TEXTE PROPOSÉ:
Chaque nom de personne ou de compagnie mauricienne qui y est cité doit être considéré comme un « red flag » par le régulateur. Car il est clair, selon la ‘FSC Act’, que tout directeur de compagnie faisant face à une mauvaise presse au niveau international doit être soumis à un « fit and proper check » pour voir s’il est « fit and proper » pour gérer une société. Dans le cas présent, les deux personnes dont les noms ont été mentionnés siègent, selon mes informations, au sein de plusieurs compagnies. Le cas de Sattar Hajee Abdoula est encore plus frappant puisqu’il est chairman de la SBM. À mon avis, la Banque de Maurice (BoM) aurait dû, elle aussi, initier une enquête pour déterminer s’il correspond au « fit and proper test » et d’établir s’il peut toujours assumer ses fonctions au sein de cette banque. 

Q : Êtes-vous étonné que le nom de Sattar Hajee Abdoula y figure ?

Je ne suis nullement surpris que son nom y apparaisse. Les Mauriciens savent désormais très bien comment il a eu de l’argent. Il est même connu comme ‘paisa wala’. Il a obtenu beaucoup de contrats du gouvernement. On se demande d’ailleurs où il trouve le temps pour accumuler autant de responsabilités et comment il fait pour pouvoir opérer dans une « ethical manner ». Une personne ayant deux bras, deux jambes et une tête ne peut pas occuper dix responsabilités et les accomplir toutes à la perfection. Il y aura forcément une défaillance quelque part.

C’est ce que le peuple doit se demander : cette personne peut-elle occuper autant de responsabilités alors que dans certains pays, une limite est imposée sur le nombre de boards sur lesquels peut siéger quelqu’un/e ? Je pense que si une enquête en profondeur est initiée pour savoir à quoi ont servi ces structures, beaucoup d’informations et de vérités surgiront. Il suffit que le régulateur, en l’occurrence la FSC, retrace ce genre de transactions pour savoir ce qui se passe dans notre offshore.

Q : Et celui de Jaye Jingree, financier proche du MSM ?

C’est une personne qui a su maintenir une certaine discrétion. Je me souviens cependant d’un cas où sa firme offshore avait été citée pas forcément pour les bonnes raisons, mais on n’en a rien entendu par la suite. Le point commun entre Sattar Hajee Abdoula et Jaye Jhingree, c’est qu’ils sont tous les deux connectés politiquement. Ce qui indique qu’il est fort probable que ces structures aient pu être utilisées à d’autres fins que celles dont elles sont traditionnellement destinées.

JEU DE DONNÉES:
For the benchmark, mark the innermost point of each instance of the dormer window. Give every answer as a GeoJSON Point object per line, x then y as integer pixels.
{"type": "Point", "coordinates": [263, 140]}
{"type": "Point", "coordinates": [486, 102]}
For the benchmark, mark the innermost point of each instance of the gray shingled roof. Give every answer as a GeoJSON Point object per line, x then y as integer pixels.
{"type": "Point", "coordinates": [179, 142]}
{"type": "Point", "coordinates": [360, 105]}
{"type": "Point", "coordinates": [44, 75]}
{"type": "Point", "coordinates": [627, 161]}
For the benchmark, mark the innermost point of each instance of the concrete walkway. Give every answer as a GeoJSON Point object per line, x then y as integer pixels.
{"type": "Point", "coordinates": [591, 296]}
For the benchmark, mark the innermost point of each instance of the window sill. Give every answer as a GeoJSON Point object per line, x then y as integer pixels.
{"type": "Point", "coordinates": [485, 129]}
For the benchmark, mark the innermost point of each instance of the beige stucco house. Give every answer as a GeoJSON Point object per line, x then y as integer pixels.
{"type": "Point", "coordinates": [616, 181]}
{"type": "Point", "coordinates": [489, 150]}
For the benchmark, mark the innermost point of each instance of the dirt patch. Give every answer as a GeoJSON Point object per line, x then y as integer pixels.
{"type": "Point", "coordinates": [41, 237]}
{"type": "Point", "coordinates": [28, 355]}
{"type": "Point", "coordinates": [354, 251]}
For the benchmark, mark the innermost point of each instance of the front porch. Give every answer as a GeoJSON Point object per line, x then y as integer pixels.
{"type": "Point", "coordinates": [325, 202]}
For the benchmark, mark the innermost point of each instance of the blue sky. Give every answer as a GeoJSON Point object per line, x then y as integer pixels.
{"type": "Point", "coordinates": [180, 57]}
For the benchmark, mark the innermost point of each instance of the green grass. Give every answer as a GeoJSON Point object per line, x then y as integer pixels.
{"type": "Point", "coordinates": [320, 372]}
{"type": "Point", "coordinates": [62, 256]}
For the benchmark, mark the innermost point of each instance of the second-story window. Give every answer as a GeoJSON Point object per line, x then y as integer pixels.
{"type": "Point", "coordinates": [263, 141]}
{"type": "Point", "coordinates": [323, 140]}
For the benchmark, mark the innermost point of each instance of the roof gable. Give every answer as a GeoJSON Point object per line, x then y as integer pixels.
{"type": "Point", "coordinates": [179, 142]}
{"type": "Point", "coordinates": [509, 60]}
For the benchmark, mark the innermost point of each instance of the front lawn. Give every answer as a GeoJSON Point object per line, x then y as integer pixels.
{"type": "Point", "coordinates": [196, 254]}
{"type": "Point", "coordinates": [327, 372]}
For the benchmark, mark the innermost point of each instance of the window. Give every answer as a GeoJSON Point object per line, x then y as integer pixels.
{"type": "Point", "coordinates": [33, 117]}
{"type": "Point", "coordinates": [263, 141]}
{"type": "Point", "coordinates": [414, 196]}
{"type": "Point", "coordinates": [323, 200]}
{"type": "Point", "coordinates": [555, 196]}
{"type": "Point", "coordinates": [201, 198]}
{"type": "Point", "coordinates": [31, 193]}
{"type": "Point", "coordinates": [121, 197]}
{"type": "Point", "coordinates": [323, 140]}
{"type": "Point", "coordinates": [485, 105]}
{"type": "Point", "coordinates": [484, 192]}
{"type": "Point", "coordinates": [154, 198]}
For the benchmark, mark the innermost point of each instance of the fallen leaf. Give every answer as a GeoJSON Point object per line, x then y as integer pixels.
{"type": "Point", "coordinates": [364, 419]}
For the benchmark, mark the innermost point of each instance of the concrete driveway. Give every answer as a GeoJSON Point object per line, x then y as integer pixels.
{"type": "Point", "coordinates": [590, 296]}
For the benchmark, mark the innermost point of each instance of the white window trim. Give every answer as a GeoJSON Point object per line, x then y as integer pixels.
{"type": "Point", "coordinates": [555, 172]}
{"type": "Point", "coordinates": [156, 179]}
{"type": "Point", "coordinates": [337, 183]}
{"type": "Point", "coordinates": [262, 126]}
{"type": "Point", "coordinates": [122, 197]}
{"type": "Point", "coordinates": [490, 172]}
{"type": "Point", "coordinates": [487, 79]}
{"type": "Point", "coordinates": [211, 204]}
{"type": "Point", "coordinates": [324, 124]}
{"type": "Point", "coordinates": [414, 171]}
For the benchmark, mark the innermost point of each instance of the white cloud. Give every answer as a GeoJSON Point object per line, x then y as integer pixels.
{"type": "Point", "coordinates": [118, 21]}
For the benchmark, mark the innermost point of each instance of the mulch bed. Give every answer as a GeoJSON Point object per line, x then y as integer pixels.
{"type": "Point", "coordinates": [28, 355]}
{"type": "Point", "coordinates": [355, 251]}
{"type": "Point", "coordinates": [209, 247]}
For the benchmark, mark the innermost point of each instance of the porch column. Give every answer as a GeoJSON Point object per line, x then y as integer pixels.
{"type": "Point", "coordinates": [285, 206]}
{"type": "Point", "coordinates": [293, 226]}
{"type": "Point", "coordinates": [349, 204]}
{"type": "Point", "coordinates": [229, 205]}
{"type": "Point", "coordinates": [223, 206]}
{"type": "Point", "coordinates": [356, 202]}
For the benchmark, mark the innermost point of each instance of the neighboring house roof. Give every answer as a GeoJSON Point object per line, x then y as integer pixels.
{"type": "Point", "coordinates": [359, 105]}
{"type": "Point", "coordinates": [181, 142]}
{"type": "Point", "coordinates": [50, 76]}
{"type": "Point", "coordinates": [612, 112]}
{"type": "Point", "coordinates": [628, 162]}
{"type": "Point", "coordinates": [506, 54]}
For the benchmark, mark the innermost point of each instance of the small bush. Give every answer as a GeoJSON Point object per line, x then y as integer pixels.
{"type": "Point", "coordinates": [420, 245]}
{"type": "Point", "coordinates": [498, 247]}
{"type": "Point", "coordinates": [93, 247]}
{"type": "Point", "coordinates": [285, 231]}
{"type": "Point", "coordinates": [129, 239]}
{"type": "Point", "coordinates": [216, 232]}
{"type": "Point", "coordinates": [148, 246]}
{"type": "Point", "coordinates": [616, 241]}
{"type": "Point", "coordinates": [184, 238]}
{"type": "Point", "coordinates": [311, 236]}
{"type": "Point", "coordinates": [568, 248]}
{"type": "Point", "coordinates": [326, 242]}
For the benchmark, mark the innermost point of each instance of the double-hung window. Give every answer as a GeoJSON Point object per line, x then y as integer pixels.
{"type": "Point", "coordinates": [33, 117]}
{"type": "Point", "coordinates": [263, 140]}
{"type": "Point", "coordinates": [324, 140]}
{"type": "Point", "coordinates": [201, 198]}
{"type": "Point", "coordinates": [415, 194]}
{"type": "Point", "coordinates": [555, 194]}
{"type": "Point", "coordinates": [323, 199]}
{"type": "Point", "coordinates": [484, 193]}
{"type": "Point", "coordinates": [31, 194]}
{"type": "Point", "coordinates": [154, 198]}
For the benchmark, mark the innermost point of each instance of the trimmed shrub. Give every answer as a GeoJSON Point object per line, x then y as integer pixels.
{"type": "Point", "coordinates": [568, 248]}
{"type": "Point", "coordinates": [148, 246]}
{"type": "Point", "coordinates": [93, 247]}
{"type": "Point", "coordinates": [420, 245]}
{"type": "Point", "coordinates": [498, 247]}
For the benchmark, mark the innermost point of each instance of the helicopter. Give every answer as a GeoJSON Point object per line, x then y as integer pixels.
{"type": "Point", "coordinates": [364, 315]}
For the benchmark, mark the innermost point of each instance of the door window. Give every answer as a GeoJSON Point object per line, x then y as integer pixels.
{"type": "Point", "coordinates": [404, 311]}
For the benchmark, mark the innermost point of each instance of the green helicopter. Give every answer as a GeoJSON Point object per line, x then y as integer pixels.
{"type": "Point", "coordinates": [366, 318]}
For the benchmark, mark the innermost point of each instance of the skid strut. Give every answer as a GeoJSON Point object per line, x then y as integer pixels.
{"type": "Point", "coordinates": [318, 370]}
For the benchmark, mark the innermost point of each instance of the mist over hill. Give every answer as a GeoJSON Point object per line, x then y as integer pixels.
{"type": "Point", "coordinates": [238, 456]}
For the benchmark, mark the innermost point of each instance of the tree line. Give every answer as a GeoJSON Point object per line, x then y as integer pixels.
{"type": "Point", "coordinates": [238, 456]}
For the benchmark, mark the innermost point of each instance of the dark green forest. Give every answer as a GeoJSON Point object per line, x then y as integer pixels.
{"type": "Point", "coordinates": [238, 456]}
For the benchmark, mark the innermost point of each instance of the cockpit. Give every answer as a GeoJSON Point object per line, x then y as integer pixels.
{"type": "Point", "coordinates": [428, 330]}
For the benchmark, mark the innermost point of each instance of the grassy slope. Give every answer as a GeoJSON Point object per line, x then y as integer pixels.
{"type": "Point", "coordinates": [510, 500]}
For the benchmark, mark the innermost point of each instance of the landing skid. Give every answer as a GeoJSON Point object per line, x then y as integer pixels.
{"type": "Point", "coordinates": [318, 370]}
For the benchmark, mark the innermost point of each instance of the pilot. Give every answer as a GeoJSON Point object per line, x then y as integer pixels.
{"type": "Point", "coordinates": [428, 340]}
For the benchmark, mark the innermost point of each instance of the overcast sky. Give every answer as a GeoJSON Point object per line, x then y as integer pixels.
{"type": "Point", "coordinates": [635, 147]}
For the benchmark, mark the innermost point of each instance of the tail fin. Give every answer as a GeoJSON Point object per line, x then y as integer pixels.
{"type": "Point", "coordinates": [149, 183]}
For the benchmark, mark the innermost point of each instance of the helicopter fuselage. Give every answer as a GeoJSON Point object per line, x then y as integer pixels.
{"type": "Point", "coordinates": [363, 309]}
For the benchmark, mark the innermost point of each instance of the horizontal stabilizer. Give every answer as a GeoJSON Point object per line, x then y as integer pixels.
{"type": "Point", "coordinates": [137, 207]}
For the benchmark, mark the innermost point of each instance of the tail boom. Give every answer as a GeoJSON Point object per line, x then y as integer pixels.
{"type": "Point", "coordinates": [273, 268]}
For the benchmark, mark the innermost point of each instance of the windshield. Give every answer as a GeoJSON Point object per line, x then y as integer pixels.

CONSIGNES:
**a.** Relevez toutes les expressions que l'entretien met entre les guillemets « », chacune une seule fois et dans l'ordre où elles apparaissent.
**b.** Recopiez sans rien changer tout le passage de l'entretien qui va de « C’est ce que » jusqu'à « dans notre offshore. ».

CORRIGÉ:
**a.**
« red flag »
« fit and proper check »
« fit and proper »
« fit and proper test »
« ethical manner »

**b.**
C’est ce que le peuple doit se demander : cette personne peut-elle occuper autant de responsabilités alors que dans certains pays, une limite est imposée sur le nombre de boards sur lesquels peut siéger quelqu’un/e ? Je pense que si une enquête en profondeur est initiée pour savoir à quoi ont servi ces structures, beaucoup d’informations et de vérités surgiront. Il suffit que le régulateur, en l’occurrence la FSC, retrace ce genre de transactions pour savoir ce qui se passe dans notre offshore.